# Records for the exercise:
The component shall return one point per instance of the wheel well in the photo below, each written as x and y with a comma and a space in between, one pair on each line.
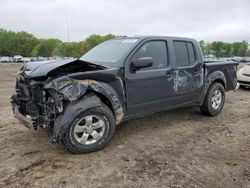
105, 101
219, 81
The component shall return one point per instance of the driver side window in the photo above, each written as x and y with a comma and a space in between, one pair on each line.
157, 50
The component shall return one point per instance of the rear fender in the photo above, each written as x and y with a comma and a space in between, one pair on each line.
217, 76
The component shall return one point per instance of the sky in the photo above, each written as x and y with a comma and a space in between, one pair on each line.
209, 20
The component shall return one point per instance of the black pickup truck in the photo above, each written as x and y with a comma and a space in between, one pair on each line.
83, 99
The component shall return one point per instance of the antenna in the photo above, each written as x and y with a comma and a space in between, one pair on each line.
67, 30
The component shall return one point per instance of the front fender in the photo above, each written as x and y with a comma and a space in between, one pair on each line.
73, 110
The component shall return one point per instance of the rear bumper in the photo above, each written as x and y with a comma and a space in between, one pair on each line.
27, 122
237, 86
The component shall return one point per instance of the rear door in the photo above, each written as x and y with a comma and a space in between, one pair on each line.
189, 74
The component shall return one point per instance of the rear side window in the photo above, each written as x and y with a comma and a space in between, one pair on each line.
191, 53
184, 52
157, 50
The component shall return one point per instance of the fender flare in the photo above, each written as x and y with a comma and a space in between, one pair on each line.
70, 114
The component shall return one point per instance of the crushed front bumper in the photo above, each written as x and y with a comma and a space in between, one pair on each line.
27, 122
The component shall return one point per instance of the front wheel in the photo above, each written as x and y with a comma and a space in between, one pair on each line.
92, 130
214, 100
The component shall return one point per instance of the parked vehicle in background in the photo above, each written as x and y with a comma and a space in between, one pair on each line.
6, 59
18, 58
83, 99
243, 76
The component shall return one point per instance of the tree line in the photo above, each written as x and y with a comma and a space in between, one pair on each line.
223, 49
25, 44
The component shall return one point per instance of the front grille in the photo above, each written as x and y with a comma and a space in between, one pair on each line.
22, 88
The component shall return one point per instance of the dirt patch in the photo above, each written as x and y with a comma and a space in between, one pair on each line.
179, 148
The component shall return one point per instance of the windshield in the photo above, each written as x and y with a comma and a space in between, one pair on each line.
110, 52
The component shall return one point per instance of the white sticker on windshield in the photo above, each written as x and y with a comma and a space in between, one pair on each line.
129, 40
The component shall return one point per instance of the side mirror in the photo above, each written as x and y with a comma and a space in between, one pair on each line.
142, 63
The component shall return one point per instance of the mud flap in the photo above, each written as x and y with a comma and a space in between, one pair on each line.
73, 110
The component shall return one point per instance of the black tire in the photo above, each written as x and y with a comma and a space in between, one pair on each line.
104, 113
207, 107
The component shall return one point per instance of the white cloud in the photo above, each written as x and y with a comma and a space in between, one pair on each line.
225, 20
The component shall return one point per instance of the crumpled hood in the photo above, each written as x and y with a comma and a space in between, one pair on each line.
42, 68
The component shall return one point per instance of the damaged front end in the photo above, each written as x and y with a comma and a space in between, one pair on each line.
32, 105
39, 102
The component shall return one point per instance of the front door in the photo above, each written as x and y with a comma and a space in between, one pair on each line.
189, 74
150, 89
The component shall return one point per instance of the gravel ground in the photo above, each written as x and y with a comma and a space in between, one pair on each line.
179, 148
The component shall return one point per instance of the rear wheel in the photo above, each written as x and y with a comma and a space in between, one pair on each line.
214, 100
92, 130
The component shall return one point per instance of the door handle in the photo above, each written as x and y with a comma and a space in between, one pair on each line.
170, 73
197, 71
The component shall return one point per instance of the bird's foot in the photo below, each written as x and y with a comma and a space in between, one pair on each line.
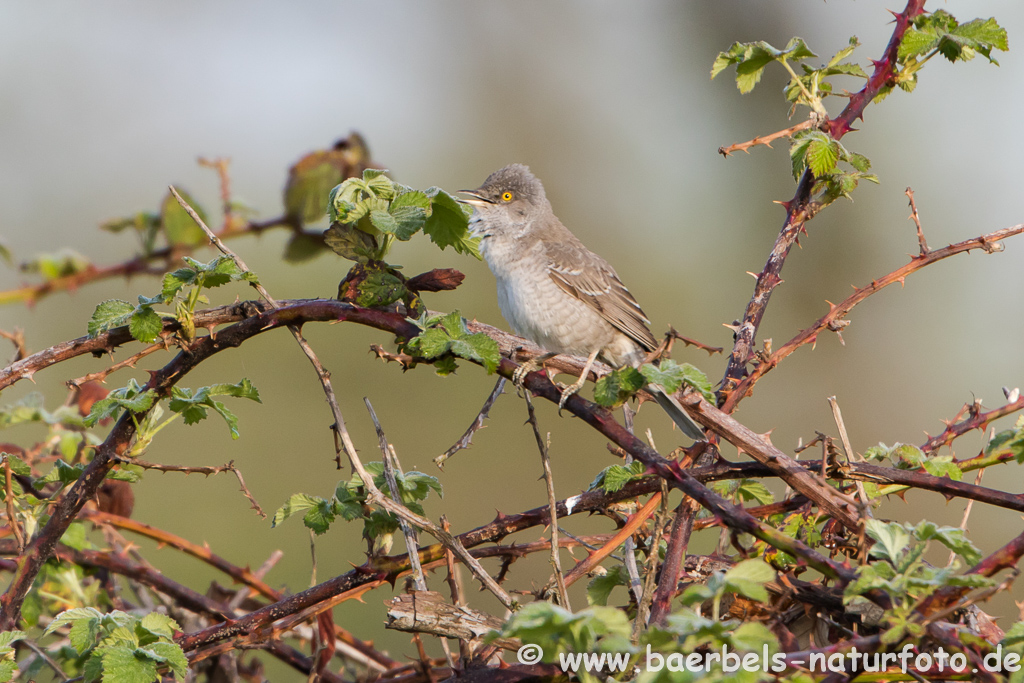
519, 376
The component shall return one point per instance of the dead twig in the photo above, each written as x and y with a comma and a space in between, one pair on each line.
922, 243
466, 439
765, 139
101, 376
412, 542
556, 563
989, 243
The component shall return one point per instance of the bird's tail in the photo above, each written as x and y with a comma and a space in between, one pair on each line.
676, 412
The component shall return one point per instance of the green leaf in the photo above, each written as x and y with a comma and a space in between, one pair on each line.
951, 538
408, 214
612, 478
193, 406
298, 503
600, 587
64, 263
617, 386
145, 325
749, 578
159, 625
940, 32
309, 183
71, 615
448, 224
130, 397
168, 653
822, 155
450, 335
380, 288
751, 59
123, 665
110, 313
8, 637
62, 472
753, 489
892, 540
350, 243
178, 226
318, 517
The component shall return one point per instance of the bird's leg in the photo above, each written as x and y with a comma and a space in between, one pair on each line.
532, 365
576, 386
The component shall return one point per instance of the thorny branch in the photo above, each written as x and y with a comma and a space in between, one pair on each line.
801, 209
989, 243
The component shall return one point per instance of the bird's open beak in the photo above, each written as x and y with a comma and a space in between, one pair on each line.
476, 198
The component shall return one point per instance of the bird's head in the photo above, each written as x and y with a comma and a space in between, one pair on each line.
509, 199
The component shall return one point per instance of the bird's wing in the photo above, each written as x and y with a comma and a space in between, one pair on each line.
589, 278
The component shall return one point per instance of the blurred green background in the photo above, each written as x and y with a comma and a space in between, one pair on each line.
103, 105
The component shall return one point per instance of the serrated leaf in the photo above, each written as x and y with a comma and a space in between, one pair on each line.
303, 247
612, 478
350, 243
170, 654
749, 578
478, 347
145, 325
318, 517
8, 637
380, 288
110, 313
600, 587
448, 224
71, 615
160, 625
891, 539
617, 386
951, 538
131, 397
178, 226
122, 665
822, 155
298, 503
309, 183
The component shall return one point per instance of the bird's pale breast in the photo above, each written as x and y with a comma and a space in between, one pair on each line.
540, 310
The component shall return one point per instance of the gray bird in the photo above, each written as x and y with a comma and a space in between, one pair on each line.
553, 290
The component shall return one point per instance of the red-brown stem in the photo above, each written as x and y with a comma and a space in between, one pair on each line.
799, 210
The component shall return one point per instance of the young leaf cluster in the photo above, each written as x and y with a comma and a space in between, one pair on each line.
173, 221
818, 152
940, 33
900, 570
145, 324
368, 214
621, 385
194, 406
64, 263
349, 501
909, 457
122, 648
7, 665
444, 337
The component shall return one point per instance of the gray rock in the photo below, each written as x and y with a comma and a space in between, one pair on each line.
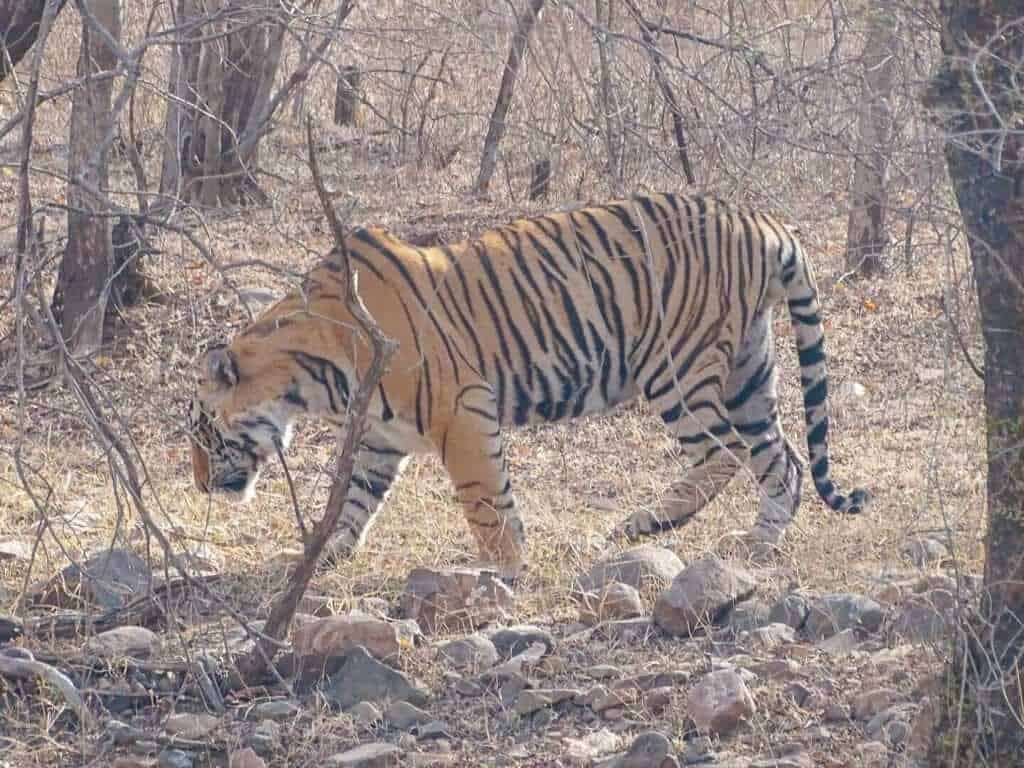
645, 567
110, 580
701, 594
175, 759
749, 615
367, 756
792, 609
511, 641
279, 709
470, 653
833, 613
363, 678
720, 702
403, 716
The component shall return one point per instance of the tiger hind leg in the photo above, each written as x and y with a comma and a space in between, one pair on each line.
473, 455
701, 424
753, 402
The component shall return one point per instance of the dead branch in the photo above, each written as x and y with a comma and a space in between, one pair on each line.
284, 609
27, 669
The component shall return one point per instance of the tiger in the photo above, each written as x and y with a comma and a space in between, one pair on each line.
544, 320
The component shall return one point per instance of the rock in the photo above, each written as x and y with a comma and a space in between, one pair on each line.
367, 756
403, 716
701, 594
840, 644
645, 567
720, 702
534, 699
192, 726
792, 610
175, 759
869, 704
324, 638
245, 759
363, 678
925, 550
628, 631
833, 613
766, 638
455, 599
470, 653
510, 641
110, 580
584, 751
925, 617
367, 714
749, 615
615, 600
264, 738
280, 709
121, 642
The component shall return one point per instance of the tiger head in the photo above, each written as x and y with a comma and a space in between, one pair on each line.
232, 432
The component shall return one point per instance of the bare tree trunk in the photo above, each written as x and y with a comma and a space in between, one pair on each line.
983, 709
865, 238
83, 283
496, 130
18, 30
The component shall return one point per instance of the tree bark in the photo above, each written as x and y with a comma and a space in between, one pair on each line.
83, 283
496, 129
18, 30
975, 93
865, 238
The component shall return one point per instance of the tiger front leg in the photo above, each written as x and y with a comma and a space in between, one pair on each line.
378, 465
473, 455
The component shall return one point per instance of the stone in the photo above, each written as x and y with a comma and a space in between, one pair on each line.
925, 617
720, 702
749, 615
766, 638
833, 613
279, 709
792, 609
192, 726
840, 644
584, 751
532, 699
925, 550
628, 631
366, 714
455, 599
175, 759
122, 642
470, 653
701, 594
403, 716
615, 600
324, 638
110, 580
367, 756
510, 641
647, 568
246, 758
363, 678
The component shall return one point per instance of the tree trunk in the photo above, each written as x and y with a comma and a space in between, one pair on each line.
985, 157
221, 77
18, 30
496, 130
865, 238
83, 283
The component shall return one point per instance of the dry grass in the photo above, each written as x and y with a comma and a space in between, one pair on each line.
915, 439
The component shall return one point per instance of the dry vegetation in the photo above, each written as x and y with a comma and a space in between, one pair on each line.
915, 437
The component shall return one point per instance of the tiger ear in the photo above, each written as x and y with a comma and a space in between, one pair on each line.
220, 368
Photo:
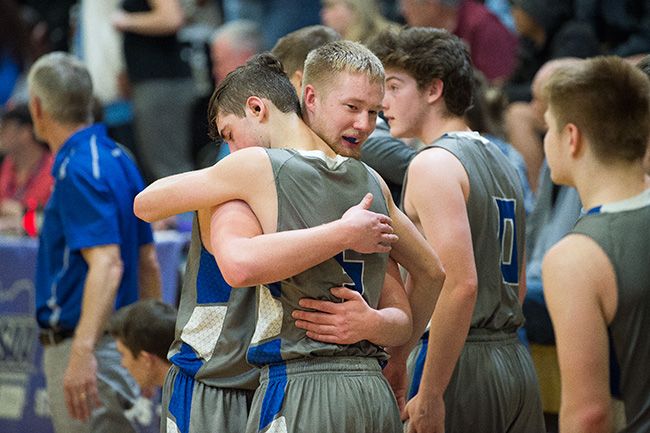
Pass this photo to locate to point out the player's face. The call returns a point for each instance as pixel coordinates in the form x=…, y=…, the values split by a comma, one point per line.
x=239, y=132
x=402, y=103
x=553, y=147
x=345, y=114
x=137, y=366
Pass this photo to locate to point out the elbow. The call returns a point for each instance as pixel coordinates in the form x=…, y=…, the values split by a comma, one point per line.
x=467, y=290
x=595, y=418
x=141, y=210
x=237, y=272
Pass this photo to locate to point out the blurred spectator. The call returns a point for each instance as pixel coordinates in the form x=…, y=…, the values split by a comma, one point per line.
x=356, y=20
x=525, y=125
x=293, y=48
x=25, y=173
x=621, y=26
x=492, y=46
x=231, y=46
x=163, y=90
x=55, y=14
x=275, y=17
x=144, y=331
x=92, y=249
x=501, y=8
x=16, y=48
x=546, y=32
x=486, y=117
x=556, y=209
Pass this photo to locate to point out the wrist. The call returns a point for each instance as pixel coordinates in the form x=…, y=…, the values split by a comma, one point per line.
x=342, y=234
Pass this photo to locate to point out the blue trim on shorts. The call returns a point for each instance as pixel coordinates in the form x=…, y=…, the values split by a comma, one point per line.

# About this exercise:
Print exactly the lines above, starting at the line that contains "Pass this photo to locate to point out the blurred" and ending with the last line of the records, both included.

# Answer space:
Pass this photo to locate to point out the blurred spectator. The call returns a point for each instance as pixel coordinates in the form x=…, y=…, the values split by a comma, one point per line.
x=356, y=20
x=525, y=125
x=293, y=48
x=25, y=173
x=621, y=26
x=492, y=46
x=231, y=46
x=163, y=90
x=55, y=14
x=275, y=17
x=144, y=331
x=92, y=249
x=501, y=8
x=16, y=48
x=546, y=32
x=486, y=117
x=556, y=209
Pass this photo to locate to point out the wrist. The call returns a point for each instance as pixel coordinates in the form x=…, y=…, the values split by a comma, one point per line.
x=342, y=234
Pass this photo to locate to point out the blue trim on shorts. The call returns a point for each instance as pixel coordinates in the form x=…, y=…, the values split by a comma, one point per line.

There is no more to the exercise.